→ Consigne 1:
Extrayez, parmi les lignes placées après l'extrait sur les albums de Jordan Officer, toutes celles qui contiennent le mot « quarter ». La casse doit être respectée.

→ Extrait du texte:
▬▬▬▬▬▬▬▬▬▬
Au départ, indique le musicien, l’idée des trois albums est venue du questionnement des autres à son endroit. Quelle étiquette doit-on lui coller ? Jazz ? Blues ? Country ?
« Ça m’agace un peu car ces trois styles sont les piliers du mien. Depuis longtemps, j’ai cette envie de mélanger ces influences et développer un langage qui m’est propre. Mais j’ai aussi senti souvent que je me privais d’y aller complètement à fond dans le répertoire de chacun. En le faisant, ce serait aussi une façon d’expliquer et d’exprimer clairement ces trois voies en moi. »
Jordan Officer y voit même une déclaration, un « statement ».
« Si je vais à fond dans ces trois étiquettes, je peux m’en libérer pour ensuite faire ce que je veux et ne plus avoir à m’expliquer. J’ai envie d’être prolifique, de faire des collaborations, des albums instrumentaux, je veux exprimer ce que je suis en tant que musicien. Faire ces trois albums, c’est également ouvrir la porte à plusieurs projets différents. »
Ce qui justifie notamment les titre de cette entreprise : Blues Vol.1, Country Vol. 1, et Jazz Vol. 1
Le batteur Alain Bergé (Jean Leloup, Youssou N’Dour, etc.) et le claviériste François Lafontaine (Karkwa, Marie-Pierre Arthur, Klaus, etc.) participent aux enregistrements blues et country.
« Je joue avec Alain depuis cinq ou six ans, nous avons une connexion très forte, en tant qu’amis et musiciens. Il est une force de la nature à la batterie. C’est comme si John Bonham jouait du Bob Wills ! Alain m’a suggéré de travailler avec François Lafontaine lorsque je me suis produit l’année dernière au Festival international de jazz de Montréal. Je connaissais François, je savais qu’il faisait de la très bonne musique, mais je n’aurais pas pensé spontanément à lui pour ma musique et… ce fut un fit incroyable ce soir-là. J’ai été surpris et charmé par lui dans nos interprétations blues et soul, mais j’ai aussi été impressionné par son jeu d’orgue dans le style country, un peu cheesy, un peu vieux jeu. Magique! On a voulu retravailler ensemble et j’ai voulu l’intégrer à ce projet. »
▬▬▬▬▬▬▬▬▬▬
→ Données fournies:
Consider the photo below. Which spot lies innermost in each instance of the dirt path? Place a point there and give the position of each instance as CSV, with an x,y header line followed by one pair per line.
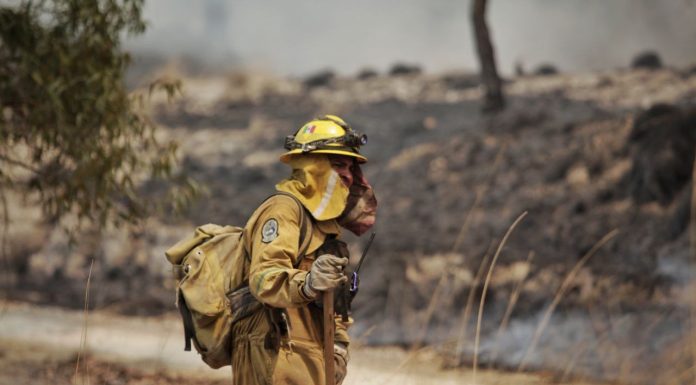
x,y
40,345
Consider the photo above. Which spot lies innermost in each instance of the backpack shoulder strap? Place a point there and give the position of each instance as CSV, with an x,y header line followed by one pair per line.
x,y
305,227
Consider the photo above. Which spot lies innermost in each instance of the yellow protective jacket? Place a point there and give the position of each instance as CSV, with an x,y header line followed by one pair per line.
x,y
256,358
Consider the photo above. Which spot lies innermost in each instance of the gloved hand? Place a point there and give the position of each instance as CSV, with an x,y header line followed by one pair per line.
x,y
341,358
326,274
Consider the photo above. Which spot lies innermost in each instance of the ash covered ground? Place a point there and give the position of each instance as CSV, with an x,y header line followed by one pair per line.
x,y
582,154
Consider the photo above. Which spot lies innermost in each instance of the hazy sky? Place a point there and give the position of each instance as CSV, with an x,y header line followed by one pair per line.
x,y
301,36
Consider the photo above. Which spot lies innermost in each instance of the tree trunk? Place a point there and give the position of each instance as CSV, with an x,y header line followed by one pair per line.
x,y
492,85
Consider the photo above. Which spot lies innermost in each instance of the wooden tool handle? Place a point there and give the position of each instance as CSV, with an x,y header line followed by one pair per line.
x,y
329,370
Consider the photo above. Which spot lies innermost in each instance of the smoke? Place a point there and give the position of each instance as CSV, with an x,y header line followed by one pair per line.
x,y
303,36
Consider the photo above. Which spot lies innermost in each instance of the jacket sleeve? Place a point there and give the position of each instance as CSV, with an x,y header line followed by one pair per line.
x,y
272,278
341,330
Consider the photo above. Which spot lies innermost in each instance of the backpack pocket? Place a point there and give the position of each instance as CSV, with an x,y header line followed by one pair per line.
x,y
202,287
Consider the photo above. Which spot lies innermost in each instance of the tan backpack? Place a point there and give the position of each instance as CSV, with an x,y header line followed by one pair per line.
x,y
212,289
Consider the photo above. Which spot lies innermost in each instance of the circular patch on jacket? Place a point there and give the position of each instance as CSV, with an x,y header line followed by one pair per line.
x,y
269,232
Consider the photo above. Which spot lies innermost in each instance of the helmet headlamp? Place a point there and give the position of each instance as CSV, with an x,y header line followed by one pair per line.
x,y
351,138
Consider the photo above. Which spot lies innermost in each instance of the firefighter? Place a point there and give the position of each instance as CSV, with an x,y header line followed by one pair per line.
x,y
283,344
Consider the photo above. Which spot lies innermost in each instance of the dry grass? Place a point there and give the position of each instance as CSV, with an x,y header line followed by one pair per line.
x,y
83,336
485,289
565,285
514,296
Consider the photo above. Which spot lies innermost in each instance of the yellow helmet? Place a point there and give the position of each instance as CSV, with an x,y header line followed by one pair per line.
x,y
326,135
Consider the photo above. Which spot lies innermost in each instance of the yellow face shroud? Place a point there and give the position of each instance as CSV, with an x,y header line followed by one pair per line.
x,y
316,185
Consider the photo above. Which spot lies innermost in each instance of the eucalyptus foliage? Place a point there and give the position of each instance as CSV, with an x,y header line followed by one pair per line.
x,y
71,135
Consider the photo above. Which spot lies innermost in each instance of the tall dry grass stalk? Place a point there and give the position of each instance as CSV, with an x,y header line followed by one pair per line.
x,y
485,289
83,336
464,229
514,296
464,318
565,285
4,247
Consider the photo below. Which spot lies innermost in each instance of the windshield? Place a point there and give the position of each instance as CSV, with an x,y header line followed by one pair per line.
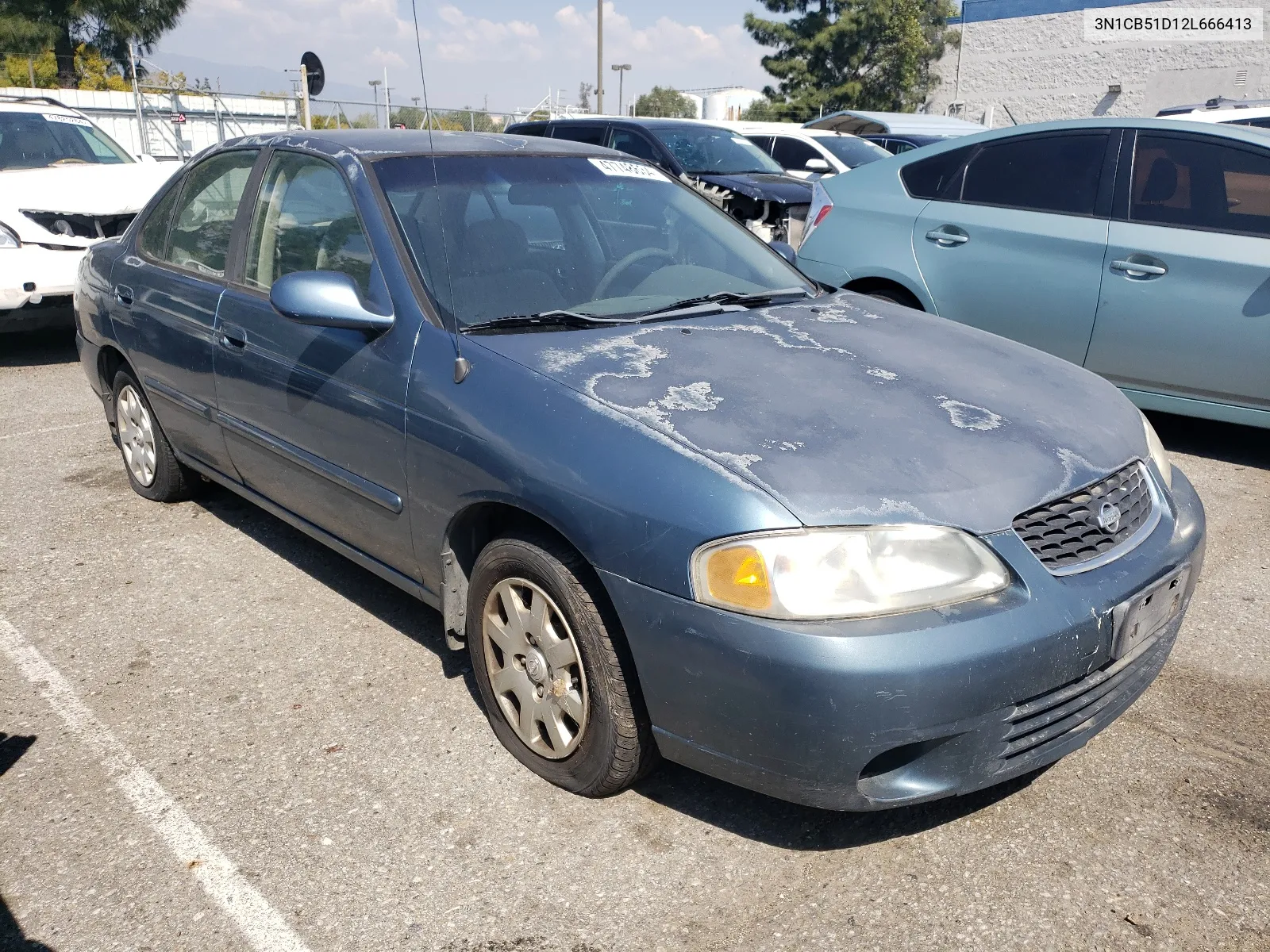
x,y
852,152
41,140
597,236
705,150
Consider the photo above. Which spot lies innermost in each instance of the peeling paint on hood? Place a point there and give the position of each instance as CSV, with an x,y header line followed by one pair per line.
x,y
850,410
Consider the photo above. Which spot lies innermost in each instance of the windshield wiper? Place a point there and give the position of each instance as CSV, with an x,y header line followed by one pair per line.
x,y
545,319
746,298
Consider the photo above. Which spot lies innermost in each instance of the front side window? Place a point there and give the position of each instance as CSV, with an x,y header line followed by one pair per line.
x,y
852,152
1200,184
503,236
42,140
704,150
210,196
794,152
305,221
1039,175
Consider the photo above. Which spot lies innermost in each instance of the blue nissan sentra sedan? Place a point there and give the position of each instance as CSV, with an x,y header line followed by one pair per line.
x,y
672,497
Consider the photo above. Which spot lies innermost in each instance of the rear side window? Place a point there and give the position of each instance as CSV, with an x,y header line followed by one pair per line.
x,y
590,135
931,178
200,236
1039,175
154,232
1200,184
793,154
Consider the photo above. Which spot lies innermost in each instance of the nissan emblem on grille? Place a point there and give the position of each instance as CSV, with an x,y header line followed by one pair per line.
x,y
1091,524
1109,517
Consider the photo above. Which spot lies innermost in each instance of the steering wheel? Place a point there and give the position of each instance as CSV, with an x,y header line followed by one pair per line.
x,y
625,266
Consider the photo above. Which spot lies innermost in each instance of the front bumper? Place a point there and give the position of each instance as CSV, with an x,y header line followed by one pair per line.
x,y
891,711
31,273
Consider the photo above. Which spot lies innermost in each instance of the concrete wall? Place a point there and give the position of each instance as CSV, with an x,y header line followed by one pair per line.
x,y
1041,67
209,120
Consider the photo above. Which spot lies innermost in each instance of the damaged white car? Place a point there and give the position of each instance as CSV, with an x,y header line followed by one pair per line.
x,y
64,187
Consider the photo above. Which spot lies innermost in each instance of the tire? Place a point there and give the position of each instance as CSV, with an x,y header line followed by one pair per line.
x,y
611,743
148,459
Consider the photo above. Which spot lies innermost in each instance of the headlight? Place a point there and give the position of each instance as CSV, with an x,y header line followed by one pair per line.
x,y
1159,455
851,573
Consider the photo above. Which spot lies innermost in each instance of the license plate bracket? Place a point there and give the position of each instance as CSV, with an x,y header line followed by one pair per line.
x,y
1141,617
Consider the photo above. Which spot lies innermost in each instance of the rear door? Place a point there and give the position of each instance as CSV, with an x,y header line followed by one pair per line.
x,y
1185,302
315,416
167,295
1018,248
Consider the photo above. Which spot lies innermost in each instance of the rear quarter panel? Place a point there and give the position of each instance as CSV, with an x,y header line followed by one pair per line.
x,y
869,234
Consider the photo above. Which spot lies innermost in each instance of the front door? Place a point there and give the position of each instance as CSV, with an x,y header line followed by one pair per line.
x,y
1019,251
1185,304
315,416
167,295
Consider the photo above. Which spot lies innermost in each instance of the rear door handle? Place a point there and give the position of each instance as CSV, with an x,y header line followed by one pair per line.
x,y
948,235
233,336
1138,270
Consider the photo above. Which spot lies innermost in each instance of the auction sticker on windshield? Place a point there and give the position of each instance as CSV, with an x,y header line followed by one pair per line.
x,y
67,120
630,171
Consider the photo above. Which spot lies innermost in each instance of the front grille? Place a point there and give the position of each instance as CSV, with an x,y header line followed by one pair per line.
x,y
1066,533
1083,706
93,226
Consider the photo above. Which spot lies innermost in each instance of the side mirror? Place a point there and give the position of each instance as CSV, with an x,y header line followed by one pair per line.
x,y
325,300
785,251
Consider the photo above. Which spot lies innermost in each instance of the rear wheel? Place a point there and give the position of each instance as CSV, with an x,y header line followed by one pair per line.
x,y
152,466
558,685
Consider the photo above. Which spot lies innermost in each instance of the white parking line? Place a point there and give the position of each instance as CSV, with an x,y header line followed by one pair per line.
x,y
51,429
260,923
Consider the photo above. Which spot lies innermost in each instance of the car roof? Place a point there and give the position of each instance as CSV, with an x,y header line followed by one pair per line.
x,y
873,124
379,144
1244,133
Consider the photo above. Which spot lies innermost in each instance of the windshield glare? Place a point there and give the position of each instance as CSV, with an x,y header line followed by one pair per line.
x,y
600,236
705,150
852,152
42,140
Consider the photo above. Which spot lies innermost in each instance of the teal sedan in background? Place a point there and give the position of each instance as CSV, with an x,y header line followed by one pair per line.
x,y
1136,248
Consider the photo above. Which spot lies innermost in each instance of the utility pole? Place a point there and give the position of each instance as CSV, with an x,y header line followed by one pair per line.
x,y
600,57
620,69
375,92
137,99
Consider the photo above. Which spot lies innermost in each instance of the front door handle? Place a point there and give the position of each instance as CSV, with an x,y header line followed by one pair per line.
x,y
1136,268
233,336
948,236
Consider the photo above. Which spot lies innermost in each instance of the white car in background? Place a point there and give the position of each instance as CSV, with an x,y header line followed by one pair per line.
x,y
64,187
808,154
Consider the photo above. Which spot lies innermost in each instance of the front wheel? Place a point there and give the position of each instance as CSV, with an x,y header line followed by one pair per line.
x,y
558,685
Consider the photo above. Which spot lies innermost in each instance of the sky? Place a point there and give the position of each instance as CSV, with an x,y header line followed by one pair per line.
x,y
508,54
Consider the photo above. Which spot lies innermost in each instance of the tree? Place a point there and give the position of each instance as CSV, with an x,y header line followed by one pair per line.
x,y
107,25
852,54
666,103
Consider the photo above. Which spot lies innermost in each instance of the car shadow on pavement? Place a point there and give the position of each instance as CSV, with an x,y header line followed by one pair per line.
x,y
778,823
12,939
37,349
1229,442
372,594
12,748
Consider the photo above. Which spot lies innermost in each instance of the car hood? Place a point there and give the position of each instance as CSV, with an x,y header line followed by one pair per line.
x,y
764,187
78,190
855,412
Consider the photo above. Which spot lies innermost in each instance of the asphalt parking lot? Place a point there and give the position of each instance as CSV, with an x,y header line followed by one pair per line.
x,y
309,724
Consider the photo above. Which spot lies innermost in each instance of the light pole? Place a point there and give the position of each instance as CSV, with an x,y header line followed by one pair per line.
▬▬▬▬▬▬▬▬▬▬
→ Consigne 2:
Rédigez la suite de l'extrait sur les albums de Jordan Officer, à partir de sa dernière phrase.

→ Réponse attendue 1:
Consider the photo above. Which spot lies innermost in each instance of the rear quarter panel? Place a point there and give the position of each instance as CSV, with an x,y header line followed by one pair per line.

→ Réponse attendue 2:
Des vétérans de l’americana locale ont aussi été conviés à cette célébration d’excellente musique américaine :
« Stephen Barry joue la basse dans l’album blues car il est un ami et un mentor. Il a l’âge de mon père, 73 ans. Il a été très important pour ma carrière. Michael Jerome Brown y joue aussi l’harmonica. Il fut un moment deuxième guitariste de Susie. On le connaît bien comme guitariste mais il joue aussi tellement bien l’harmonica ! Il sort des albums solos et fait de la tournée avec le bluesman Eric Bibb, dont il est l’accompagnateur principal. J’avais fait sa rencontre à l’époque au G Sharp, devenu le Barfly. »
Voilà une occasion de se rappeler l’immersion de Jordan Officer dans ce monde fascinant où le jeu et la composition s’inscrivent dans une démarche quasi musicologique.
« Michael Jerome Brown et moi avons tous deux cette tendance-là. Je me souviens de son appartement avant qu’il ne brûle à la fin des années 90, c’était un véritable musée. Michael avait des milliers de vinyles. Il me faisait des cassettes, j’en ai des valises pleines ! Il m’a tellement nourri en blues, il est une ressource incroyable ! J’ai eu la chance de connaître quelques personnes comme Michael. Je pense aussi à Bob Fuller des Hilbillie Nights présentées au Wheel Club. J’y allais chaque lundi avec Stephen Barry. On y chantait et on y jouait. Comme Michael, Bob possède des montagnes de vinyles. Sa blonde était obligée d’en entreposer dans son jardin sous une bache. Haha! Aujourd’hui, je comprends mes mentors de m’avoir accompagné dans mes découvertes, car c’est très excitant de pouvoir transmettre cette passion et cette richesse musicale aux plus jeunes, ce que je fais maintenant. »
Pour le volet jazz du triptyque, Jordan Officer a choisi de s’exprimer en trio.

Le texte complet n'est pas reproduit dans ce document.